◆ Given exercise ◆
Reproduce all of the data exactly, with no line skipped.

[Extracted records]
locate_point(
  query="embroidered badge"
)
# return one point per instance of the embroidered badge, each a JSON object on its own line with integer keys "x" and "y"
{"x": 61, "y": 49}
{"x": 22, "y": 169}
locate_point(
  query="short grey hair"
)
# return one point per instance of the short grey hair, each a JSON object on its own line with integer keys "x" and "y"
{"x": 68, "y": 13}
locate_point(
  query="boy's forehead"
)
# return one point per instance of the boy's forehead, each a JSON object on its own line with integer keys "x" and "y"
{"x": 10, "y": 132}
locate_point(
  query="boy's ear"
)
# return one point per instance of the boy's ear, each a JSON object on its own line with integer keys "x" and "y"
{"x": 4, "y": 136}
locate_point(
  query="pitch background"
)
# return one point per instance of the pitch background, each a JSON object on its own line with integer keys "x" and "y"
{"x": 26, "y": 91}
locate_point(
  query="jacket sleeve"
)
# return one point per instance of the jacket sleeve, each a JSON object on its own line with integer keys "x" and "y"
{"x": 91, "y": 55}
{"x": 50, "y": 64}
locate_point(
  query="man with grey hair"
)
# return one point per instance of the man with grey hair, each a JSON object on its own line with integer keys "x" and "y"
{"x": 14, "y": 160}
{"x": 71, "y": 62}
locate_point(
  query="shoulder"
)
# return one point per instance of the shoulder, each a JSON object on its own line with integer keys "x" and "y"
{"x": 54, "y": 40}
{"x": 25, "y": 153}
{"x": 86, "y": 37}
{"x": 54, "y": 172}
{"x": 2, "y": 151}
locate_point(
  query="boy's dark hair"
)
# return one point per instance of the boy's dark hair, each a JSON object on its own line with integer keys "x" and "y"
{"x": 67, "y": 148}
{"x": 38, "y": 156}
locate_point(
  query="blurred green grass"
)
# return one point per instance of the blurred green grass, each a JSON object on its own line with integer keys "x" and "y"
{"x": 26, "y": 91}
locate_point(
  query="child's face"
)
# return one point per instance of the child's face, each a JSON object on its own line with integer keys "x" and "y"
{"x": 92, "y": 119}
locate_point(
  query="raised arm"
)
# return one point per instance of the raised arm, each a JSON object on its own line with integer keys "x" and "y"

◆ Expected answer ◆
locate_point(
  query="embroidered badge"
)
# return one point per instance of the embroidered badge, each a JSON object on its own line with integer keys "x" and "y"
{"x": 61, "y": 49}
{"x": 22, "y": 169}
locate_point(
  query="short grey hair"
)
# return one point per instance of the short grey hair, each a JSON object on its own line with integer keys "x" and "y"
{"x": 68, "y": 13}
locate_point(
  query="boy's forehead"
)
# return one point per instance of the boy's forehead, each a JSON object on its own line with integer keys "x" and "y"
{"x": 10, "y": 132}
locate_point(
  query="boy's ear"
)
# return one point per instance of the boy's ear, each a JSON object on its own line with integer keys "x" and "y"
{"x": 4, "y": 136}
locate_point(
  query="pitch background"
)
# return one point per instance of the pitch background, each a JSON object on its own line with integer keys "x" and "y"
{"x": 26, "y": 91}
locate_point(
  query="jacket sleeve"
)
# return one point per instance of the jacket sleeve, each a JSON object on its own line with integer keys "x" and "y"
{"x": 91, "y": 55}
{"x": 50, "y": 64}
locate_point(
  query="man with grey hair"
)
# return one point per instance of the man with grey hair, each a JSON object on its own line with integer keys "x" and "y"
{"x": 14, "y": 160}
{"x": 71, "y": 62}
locate_point(
  query="shoulder"
)
# return one point per instance of the shoulder, each a JSON object on its own line with integer keys "x" and "y"
{"x": 54, "y": 40}
{"x": 25, "y": 153}
{"x": 86, "y": 37}
{"x": 54, "y": 172}
{"x": 2, "y": 151}
locate_point(
  query="boy's dark hair"
)
# return one point per instance of the boy's dark hair, each a JSON object on its own line with integer keys "x" and "y"
{"x": 67, "y": 148}
{"x": 38, "y": 156}
locate_point(
  query="blurred green grass"
)
# return one point per instance of the blurred green grass, each a JSON object on its own line with integer keys "x" and "y"
{"x": 26, "y": 91}
locate_point(
  query="child's face"
)
# return one point per instance of the child's face, each a JSON object on its own line with integer keys "x" and "y"
{"x": 92, "y": 119}
locate_point(
  query="raised arm"
)
# return one point per instance of the raised arm, each a JSON object on its own line with integer keys "x" and "y"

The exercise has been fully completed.